## Problem description
Keep the pictures out and restate every record exactly.

## Data extracts
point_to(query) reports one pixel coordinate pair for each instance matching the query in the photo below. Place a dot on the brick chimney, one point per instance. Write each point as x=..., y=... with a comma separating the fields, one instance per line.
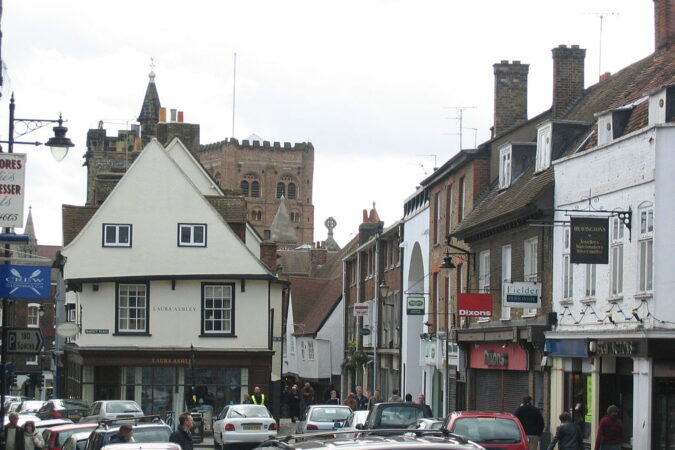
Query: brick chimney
x=664, y=24
x=510, y=95
x=568, y=77
x=268, y=254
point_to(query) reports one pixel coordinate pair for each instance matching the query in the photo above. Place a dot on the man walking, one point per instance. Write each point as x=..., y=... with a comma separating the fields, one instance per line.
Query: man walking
x=532, y=420
x=182, y=435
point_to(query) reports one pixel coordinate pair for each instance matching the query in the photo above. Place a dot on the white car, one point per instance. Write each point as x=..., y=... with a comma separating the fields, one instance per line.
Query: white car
x=238, y=424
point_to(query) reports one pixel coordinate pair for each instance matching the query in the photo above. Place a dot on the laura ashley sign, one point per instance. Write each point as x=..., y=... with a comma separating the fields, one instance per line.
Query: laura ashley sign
x=12, y=175
x=589, y=240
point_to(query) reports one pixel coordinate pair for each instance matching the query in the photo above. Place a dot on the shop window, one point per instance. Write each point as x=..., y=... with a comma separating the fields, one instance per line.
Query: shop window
x=217, y=309
x=116, y=235
x=132, y=308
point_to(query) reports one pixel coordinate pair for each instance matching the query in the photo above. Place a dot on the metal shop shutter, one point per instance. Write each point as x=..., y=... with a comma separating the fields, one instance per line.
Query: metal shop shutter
x=487, y=390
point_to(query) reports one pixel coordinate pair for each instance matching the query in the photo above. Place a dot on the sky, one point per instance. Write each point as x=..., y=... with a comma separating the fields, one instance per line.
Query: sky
x=374, y=85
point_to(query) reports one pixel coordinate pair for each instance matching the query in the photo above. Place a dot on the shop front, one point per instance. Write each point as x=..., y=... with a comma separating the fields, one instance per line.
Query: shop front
x=499, y=376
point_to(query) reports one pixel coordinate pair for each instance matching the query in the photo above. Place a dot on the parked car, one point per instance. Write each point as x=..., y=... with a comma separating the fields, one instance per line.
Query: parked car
x=491, y=430
x=112, y=409
x=369, y=442
x=395, y=415
x=239, y=424
x=63, y=408
x=323, y=418
x=76, y=441
x=142, y=432
x=55, y=436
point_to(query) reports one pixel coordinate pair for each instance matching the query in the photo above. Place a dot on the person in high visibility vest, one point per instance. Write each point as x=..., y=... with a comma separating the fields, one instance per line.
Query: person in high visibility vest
x=258, y=398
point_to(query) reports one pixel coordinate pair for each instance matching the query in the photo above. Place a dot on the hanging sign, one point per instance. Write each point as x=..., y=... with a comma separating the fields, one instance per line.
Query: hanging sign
x=415, y=306
x=25, y=281
x=522, y=294
x=474, y=305
x=589, y=240
x=12, y=176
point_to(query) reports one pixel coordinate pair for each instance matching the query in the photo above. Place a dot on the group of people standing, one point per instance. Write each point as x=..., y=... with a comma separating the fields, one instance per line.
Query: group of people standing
x=569, y=435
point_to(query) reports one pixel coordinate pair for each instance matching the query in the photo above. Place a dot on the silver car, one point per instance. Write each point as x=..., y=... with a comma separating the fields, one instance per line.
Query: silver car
x=324, y=418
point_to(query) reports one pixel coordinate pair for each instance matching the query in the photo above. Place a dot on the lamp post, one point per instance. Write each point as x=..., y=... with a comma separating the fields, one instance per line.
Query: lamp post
x=59, y=144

## Result for this exercise
point_to(query) reports one pixel coordinate pair for each instance matching the query in the photo below. Place a dot on the brick chimney, one point per instance. Write each point as x=..., y=... with a comma separating the fields, one instance per line.
Query: brick chimney
x=664, y=24
x=510, y=95
x=568, y=77
x=268, y=254
point_to(query) reports one pixel coordinate pair for each instance matching the query in the photo above. Place a dot on the man walking, one point per instance. Write each point as x=..., y=... with a comma separating the fields, one instance per line.
Query: man walking
x=532, y=420
x=182, y=435
point_to(query) reports one pixel coordinate pair for each instance matching the query in the photo above. Place a dot on the white car, one point per instance. Write each point as x=..., y=... with a comma separating the fields, one instance per line.
Query: white car
x=238, y=424
point_to(query) reports one pixel coordinate pair for each instance matching the query in the photo above. Place a dot on the laura ashley sign, one point per instance. Write each point as x=..., y=... with a comma separating the fields, one instance per line.
Query: laura ashley sign
x=12, y=175
x=589, y=240
point_to(query) reports one pixel coordinate pair for each instance matching the query in the photo above. Place a dot on the shop window, one point per instance. Write each point as x=..., y=... with a comma separating the fields, one instance per line.
Query: shop window
x=217, y=309
x=116, y=235
x=132, y=308
point_to(query) reports one pixel coordinate pair for each instance matching the query in the photo above. Place a dot on the metal shop shutter, one point per instance. Write each point as x=..., y=... with a comma separating the fields, one instance per line.
Query: metal shop shutter
x=487, y=390
point_to(query) reports one pixel coordinate pair for each instance matching the query in the photo above. Place a dot on the sky, one point per instance. Write each point as x=..., y=... with a comma separating the fields, one instance per line.
Query: sky
x=374, y=85
point_to(query) reports one pixel coordinate pair for each instance matching the query in the photo above. Place a dot on the shop front, one point per instance. Write each point as x=..., y=... with a comma separating the fields, one instance per line.
Query: shop front
x=499, y=376
point_to(query) reports one pixel coordinate pair for each instance matching the query in the photo above. Place a dot on the parked car, one point per instance. Write each point as x=..., y=... with a comma separating the fields, one instance per line.
Query: parked car
x=491, y=430
x=112, y=409
x=369, y=442
x=395, y=415
x=239, y=424
x=63, y=408
x=323, y=418
x=76, y=441
x=142, y=432
x=55, y=436
point_to(query) reports one pixel coordinate pair for each instance matching the query in the photo above. Place a dot on the person in high visibility vest, one point per instance. Write each point as x=..., y=... with a comma separating the fields, one instance per line.
Query: person in high visibility vest
x=258, y=398
point_to(query) reports one pixel coordinate pair for each instance matching the query in the photo above. Place a dot on the hanging sign, one point per instance. Write each point as x=..., y=... with a comma separating the fields, one instance per line.
Query: hanging sign
x=415, y=306
x=25, y=281
x=522, y=294
x=474, y=305
x=589, y=240
x=12, y=176
point_to(query) reports one pixel coordinate pair for each instance matching the query in the photo above. Place a dot on the group of people standing, one point per instance. Write each point as x=..., y=... with a comma separating the fields, one instance per line.
Query: group of people standing
x=569, y=435
point_to(query) reports one pixel coordinate pair for each instance matching the query in the photo above. Place a dot on the silver car, one point per instance. Write each point as x=..., y=... with a comma separating the fields, one instance per line.
Query: silver car
x=324, y=418
point_to(query) reports one pixel coordinate pair for each instance matching the query in the photo above. Place a dot on the lamp post, one point per instance. Write each point as x=..., y=... with a comma separating the fields, one instance per line.
Query: lamp post
x=59, y=144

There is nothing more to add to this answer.